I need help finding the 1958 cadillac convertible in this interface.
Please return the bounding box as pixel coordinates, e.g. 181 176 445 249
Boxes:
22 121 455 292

--

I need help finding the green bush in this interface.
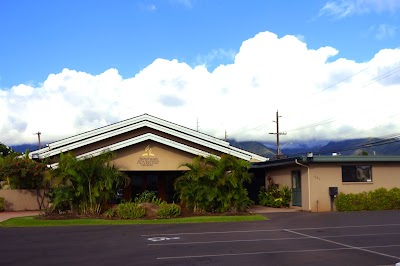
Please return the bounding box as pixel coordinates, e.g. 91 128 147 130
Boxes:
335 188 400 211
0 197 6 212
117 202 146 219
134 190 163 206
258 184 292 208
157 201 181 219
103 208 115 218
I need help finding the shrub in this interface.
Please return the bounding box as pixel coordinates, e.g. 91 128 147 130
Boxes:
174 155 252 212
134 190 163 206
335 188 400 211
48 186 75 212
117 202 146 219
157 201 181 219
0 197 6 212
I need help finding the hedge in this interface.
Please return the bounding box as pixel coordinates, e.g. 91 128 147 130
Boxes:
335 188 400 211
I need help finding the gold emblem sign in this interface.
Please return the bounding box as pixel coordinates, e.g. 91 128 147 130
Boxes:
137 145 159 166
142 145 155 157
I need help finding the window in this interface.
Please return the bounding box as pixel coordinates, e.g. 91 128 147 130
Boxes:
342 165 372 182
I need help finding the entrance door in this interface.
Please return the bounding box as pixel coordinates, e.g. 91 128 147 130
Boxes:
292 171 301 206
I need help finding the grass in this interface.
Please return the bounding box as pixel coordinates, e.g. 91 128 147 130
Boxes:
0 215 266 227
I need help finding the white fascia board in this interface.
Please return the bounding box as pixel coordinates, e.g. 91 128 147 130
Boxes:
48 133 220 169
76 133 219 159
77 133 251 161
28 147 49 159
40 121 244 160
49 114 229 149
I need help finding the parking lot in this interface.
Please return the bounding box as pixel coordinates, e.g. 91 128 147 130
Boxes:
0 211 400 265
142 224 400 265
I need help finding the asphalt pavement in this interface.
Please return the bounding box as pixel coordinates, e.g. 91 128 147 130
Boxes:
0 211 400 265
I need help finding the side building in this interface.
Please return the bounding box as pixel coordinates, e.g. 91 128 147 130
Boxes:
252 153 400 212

--

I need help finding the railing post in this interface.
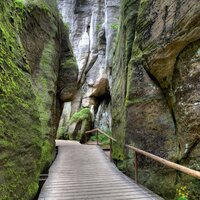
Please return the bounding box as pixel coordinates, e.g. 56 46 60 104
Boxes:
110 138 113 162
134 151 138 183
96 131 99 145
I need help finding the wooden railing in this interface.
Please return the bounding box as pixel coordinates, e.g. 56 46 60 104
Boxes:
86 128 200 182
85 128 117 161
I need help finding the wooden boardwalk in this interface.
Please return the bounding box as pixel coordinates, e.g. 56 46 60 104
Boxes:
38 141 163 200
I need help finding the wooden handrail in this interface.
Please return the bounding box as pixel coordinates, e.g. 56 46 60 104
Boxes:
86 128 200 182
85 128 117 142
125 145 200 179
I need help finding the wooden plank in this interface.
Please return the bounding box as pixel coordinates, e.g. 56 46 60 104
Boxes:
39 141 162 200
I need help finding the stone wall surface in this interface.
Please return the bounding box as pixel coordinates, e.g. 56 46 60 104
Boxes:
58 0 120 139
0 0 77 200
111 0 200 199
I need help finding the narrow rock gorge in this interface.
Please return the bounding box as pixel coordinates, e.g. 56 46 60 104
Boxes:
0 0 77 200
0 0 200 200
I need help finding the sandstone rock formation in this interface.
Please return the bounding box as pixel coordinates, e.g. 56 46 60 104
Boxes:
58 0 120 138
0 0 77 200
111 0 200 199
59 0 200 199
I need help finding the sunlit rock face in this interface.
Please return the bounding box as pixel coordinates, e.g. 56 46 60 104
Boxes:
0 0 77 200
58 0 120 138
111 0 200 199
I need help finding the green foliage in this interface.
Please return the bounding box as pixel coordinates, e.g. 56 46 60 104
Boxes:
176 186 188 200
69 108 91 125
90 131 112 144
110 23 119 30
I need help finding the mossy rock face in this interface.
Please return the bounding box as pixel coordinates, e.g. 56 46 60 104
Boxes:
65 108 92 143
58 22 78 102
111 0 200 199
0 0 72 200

* _What you will do_: Convert the listing above, from the line with "I need help finding the wooden plank" to the line with "0 0 200 200", into a Markdown table with the columns Row and Text. Give each line its row number and leave out any blank lines.

* _Written answer_:
| Row | Text |
|---|---|
| 1 | I need help finding the wooden plank in this interface. |
| 2 | Please return the bounding box as pixel coordinates, e.g. 56 46 60 104 |
| 3 | Boxes: |
| 4 | 39 141 162 200 |
| 5 | I need help finding the stone wall surface in this interface. |
| 6 | Please return the bounding box as pixel coordinates, e.g. 56 46 60 104 |
| 7 | Boxes: |
| 8 | 58 0 120 139 |
| 9 | 0 0 77 200 |
| 10 | 111 0 200 199 |
| 11 | I need help finding the narrow rock gorge in this interface. |
| 12 | Please return the bounding box as pixel coordinates, e.g. 56 46 60 104 |
| 13 | Boxes: |
| 14 | 0 0 77 200 |
| 15 | 0 0 200 200 |